Location labeling records
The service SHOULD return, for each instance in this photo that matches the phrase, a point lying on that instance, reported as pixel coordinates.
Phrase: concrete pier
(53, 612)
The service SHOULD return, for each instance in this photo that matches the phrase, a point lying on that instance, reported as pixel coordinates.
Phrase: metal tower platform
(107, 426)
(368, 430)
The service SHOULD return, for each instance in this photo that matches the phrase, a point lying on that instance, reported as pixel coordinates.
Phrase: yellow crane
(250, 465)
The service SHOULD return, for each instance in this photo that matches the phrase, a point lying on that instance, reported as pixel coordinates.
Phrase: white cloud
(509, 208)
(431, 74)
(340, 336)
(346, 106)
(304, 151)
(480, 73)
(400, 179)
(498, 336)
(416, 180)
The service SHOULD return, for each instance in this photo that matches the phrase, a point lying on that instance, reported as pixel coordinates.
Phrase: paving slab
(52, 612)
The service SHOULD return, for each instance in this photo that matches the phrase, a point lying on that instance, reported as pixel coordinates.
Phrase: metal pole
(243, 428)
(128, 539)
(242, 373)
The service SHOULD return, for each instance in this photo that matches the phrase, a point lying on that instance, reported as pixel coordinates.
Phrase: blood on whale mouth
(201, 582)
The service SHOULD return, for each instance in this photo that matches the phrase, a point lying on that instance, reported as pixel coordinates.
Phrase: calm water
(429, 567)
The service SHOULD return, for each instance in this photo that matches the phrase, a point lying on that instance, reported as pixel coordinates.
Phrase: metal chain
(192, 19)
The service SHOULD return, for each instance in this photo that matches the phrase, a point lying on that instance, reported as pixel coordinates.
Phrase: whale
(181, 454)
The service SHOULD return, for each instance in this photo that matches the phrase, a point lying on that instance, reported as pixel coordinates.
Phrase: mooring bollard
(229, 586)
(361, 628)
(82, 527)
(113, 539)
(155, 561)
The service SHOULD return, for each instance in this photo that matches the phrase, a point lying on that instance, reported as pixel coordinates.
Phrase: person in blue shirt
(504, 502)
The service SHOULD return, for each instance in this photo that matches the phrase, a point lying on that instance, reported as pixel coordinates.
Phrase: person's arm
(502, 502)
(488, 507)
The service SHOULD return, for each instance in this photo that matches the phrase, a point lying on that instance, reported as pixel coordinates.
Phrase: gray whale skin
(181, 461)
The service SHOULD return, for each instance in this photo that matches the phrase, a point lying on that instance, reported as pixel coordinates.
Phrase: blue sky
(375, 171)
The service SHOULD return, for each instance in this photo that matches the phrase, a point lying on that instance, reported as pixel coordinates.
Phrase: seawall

§ Task requirements
Repeat all the records. Match each line exactly.

§ Response below
The service SHOULD return, for each instance in this photo that matches the phrase, a point lying on that instance, reported as pixel coordinates.
Phrase: concrete pier
(53, 612)
The service SHOULD return, for each instance in this photo that matches the phrase, a point lying on that instance, reported as pixel coordinates.
Phrase: metal tower platform
(107, 426)
(368, 430)
The service SHOULD return, for each instance in this photo that matches the phrase, a point lying on that instance, reported as pixel coordinates.
Phrase: yellow crane
(250, 465)
The service SHOULD return, for each instance in this photo that matches the phrase, a point lying on that instance, reported as pixel coordinates.
Phrase: white cloud
(509, 208)
(431, 74)
(340, 336)
(346, 106)
(304, 151)
(480, 73)
(400, 179)
(498, 336)
(416, 180)
The service SHOULD return, for each instance in this photo that matches the phrase, a point lying on that instance, reported as pixel coordinates.
Phrase: paving slab
(52, 612)
The service SHOULD return, for each instance in this photo that matches the phrase, a point lying on that instance, reported as pixel coordinates.
Phrase: metal pole
(243, 428)
(128, 539)
(242, 373)
The service SHOULD return, for each instance in this photo that matches the phrase, a point lying on that instance, reported as pixel coordinates.
Phrase: blood on whale mouth
(201, 582)
The service SHOULD return, for each instance in this photo that matches the phrase, a point lying on that instance, reported as pixel coordinates.
Phrase: calm water
(429, 567)
The service SHOULD return, for each instance in this photo that matches the phrase, a point lying on that instance, reported as pixel coordinates.
Phrase: metal chain
(192, 19)
The service SHOULD return, for each instance in this photo that matches the phrase, a point lying on that instance, reported as pixel coordinates.
Phrase: whale
(181, 454)
The service SHOULD return, for each instance in this photo that matches the phrase, a point lying on that instance, reported as pixel coordinates.
Phrase: mooring bollard
(229, 586)
(361, 628)
(82, 527)
(113, 539)
(155, 561)
The service SHOULD return, for each instance in this photo that matches the phrase, a point lying on that instance, reported as pixel coordinates.
Phrase: person in blue shirt
(504, 502)
The service SHOULD return, for each instance in this photo that matches the phrase, a point lying on that instance, reported as pixel coordinates.
Phrase: person's arm
(502, 502)
(488, 507)
The service SHOULD return, for each instance in this photo that matches the phrase, a point lying on that instance, reported as pixel coordinates.
Phrase: gray whale skin
(181, 461)
The service SHOULD return, for each instance in this photo that matches the phrase, a point lying on that instance, reported as pixel coordinates.
Phrase: blue sky
(375, 171)
The service SHOULD return, for each instance in this photo that matches the phrase, a point lying on that instance, reported as pixel coordinates.
Phrase: seawall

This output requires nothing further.